WHAT YOU NEED TO DO:
Only the lines from the line holding "If you could locate the zebra in" to the last line should be output, each exactly as given.

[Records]
* * * * * * *

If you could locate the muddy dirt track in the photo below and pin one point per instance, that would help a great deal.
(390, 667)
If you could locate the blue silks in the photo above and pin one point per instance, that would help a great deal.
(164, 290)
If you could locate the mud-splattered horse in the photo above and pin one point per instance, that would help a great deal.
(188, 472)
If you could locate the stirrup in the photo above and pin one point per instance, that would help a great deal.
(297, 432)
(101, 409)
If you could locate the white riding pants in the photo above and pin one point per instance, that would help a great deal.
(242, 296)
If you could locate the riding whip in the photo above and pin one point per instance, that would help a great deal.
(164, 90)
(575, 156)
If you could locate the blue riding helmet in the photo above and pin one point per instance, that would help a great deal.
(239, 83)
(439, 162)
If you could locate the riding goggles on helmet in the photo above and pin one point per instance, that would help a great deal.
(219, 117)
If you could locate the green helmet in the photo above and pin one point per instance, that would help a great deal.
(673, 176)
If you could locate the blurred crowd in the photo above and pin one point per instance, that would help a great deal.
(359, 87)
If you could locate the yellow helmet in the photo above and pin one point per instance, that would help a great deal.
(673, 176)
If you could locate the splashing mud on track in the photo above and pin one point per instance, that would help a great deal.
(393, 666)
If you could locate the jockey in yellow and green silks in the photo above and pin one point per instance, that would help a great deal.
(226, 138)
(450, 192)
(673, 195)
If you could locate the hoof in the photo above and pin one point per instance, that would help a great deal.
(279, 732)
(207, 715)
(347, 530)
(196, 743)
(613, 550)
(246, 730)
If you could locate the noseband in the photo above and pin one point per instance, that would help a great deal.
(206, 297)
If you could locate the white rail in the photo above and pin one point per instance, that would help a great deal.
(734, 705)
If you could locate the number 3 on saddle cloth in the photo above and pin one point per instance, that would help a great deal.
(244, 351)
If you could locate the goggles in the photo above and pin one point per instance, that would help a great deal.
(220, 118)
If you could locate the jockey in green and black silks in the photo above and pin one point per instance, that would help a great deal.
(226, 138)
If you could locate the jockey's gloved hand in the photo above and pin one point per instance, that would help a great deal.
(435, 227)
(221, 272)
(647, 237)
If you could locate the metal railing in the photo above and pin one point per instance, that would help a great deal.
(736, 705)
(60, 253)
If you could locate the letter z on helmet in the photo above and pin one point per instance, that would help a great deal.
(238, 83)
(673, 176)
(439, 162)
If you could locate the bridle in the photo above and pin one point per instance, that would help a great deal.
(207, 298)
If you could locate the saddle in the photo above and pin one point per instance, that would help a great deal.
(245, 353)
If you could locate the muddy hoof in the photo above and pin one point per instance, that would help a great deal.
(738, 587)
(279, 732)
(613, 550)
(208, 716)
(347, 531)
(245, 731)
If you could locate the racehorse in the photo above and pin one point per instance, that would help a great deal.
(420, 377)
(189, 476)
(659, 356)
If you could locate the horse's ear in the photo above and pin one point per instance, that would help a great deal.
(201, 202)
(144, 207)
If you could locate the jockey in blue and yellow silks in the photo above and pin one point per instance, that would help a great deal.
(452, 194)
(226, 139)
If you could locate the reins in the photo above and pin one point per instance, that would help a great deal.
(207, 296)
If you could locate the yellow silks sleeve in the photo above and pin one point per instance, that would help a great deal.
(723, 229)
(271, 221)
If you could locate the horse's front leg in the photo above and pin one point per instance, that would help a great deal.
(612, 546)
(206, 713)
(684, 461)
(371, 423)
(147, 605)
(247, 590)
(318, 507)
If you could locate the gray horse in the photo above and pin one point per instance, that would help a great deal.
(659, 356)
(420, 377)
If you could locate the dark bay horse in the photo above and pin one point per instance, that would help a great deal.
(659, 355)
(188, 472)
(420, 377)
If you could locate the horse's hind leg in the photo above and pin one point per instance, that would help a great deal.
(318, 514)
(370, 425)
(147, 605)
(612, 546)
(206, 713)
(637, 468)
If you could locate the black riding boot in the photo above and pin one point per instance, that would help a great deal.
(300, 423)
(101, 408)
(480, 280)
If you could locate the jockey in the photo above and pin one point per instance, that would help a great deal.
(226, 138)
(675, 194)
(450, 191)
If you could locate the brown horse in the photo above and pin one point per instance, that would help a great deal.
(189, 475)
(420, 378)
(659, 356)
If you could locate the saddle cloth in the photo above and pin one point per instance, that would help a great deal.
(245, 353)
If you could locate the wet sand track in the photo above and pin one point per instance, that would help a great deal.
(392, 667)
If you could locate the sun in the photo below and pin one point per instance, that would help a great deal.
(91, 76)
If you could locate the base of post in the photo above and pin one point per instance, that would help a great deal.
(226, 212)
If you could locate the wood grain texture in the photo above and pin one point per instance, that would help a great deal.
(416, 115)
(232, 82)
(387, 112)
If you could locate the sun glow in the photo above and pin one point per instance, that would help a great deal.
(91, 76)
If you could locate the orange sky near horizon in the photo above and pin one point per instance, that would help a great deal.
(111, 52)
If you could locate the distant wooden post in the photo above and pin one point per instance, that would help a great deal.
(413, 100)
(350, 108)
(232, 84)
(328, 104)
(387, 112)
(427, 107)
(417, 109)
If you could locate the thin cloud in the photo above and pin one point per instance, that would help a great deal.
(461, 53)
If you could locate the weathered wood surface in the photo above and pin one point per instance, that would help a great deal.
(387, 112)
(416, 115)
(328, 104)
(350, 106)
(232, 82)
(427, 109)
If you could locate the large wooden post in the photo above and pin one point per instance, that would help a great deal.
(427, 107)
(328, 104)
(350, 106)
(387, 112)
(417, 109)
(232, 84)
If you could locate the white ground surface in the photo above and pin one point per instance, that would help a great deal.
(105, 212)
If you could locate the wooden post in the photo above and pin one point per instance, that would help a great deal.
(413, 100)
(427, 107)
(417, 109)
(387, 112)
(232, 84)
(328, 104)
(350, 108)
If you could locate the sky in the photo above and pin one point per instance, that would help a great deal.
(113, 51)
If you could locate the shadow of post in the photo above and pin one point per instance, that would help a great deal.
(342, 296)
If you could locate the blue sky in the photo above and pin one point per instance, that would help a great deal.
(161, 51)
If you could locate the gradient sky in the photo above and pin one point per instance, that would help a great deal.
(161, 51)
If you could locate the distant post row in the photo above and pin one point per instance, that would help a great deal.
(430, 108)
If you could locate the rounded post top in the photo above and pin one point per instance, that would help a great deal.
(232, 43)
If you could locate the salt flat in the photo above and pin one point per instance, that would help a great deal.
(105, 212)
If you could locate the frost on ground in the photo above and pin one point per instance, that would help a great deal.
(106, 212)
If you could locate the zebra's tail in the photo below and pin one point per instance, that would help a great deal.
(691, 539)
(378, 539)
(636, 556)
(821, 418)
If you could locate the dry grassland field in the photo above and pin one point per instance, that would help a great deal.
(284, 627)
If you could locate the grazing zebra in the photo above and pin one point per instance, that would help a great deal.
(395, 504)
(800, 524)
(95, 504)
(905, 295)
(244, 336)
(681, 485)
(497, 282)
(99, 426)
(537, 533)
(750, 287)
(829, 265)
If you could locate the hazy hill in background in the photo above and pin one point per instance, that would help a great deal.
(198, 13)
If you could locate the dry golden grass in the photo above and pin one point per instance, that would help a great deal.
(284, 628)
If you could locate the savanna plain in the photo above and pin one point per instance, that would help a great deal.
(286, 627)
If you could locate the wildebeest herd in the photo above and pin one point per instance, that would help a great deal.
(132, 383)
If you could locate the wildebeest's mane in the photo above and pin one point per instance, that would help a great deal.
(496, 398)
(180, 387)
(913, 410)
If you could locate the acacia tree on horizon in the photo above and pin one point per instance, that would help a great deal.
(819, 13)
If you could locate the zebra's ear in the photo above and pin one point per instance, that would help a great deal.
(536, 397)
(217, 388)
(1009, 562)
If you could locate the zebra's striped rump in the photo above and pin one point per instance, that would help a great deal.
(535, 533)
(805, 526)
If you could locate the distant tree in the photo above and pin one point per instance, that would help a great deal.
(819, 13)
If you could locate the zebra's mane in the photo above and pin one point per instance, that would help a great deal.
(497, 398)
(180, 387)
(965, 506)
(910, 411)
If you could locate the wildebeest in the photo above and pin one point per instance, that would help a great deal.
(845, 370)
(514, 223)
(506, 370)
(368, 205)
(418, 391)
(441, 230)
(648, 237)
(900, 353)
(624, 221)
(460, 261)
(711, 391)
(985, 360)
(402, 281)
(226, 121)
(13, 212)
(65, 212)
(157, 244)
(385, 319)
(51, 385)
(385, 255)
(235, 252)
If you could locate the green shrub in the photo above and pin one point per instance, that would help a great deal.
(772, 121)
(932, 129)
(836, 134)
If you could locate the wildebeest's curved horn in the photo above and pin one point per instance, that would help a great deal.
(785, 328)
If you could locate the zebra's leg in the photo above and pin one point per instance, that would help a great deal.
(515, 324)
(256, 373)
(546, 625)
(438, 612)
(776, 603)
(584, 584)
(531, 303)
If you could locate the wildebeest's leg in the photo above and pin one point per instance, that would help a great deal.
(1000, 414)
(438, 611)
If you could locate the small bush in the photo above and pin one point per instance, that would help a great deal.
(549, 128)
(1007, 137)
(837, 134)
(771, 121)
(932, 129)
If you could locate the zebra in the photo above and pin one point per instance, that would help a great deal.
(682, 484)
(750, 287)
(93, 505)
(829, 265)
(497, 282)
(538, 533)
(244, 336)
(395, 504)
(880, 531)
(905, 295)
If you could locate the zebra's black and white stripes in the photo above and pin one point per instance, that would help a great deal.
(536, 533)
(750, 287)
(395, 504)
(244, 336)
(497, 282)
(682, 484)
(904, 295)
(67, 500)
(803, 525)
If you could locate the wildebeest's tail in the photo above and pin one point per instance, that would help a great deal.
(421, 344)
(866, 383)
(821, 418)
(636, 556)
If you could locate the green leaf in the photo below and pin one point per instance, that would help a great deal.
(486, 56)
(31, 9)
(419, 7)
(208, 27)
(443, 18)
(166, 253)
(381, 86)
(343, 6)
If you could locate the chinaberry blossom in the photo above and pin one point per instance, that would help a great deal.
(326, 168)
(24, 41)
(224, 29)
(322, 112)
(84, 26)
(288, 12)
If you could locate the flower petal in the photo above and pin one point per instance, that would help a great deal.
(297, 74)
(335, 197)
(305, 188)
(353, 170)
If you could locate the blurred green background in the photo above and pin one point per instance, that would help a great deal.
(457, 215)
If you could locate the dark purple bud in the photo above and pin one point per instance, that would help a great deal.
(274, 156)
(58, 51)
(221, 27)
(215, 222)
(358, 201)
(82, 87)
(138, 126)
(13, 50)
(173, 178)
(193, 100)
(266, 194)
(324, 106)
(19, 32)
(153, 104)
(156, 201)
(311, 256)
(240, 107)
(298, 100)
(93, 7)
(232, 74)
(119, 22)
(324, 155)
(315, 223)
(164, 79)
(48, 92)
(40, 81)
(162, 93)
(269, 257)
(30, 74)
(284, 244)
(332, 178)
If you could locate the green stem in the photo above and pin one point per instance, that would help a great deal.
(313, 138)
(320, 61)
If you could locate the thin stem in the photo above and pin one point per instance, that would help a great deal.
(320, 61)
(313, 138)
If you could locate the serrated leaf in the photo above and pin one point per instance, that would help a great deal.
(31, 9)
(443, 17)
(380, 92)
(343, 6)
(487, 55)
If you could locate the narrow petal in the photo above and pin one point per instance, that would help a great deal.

* * * * * * *

EXERCISE ANSWER:
If you could locate the zebra in the photo above and pin one point per instance, that would help a great deal.
(682, 484)
(750, 287)
(93, 505)
(829, 265)
(497, 282)
(538, 533)
(244, 336)
(395, 504)
(880, 531)
(905, 295)
If you could locate the zebra's black and white stripes in the photo above and pin one point per instance, that would help a great deal.
(536, 533)
(750, 287)
(395, 504)
(244, 336)
(497, 282)
(682, 484)
(904, 295)
(67, 500)
(803, 525)
If you could locate the wildebeest's tail in the photo above and pin one point per instance, that would help a great deal.
(421, 344)
(866, 383)
(821, 418)
(636, 556)
If you could locate the green leaf in the photo below and pin one point per instance, that would help a great deal.
(486, 56)
(31, 9)
(419, 7)
(208, 27)
(443, 18)
(166, 253)
(381, 86)
(343, 6)
If you could locate the chinaberry blossom in the photo above and pin one point per instance, that would help a great deal.
(326, 168)
(24, 41)
(224, 29)
(322, 112)
(84, 26)
(288, 12)
If you could locate the flower petal in the photo above and pin one point per instance, that would help a great deal.
(297, 74)
(335, 197)
(305, 188)
(353, 170)
If you could locate the blurred green background in the photo above and pin one point per instance, that would help a great deal.
(457, 215)
If you could locate the dark purple bud in the photo above and pin one point per instance, that would help a great deal.
(274, 156)
(58, 51)
(221, 27)
(215, 222)
(358, 201)
(82, 87)
(138, 126)
(13, 50)
(173, 178)
(193, 100)
(266, 194)
(324, 106)
(19, 32)
(153, 104)
(156, 201)
(311, 256)
(240, 107)
(298, 100)
(93, 7)
(232, 74)
(119, 22)
(324, 155)
(315, 223)
(164, 79)
(48, 92)
(40, 81)
(162, 93)
(269, 257)
(30, 74)
(284, 244)
(332, 178)
If you could locate the green stem in the photo above and pin one point per instance, that would help a great deal.
(313, 138)
(320, 61)
If you could locate the thin stem in the photo above and pin one point per instance, that would help a great deal.
(320, 61)
(313, 138)
If you could locate the serrated leaf in the photo above and pin one point per instance, that would help a great deal.
(31, 9)
(443, 17)
(380, 92)
(343, 6)
(487, 55)
If you could locate the narrow petal in the photo above and pin one point per instance, that would help a great deal.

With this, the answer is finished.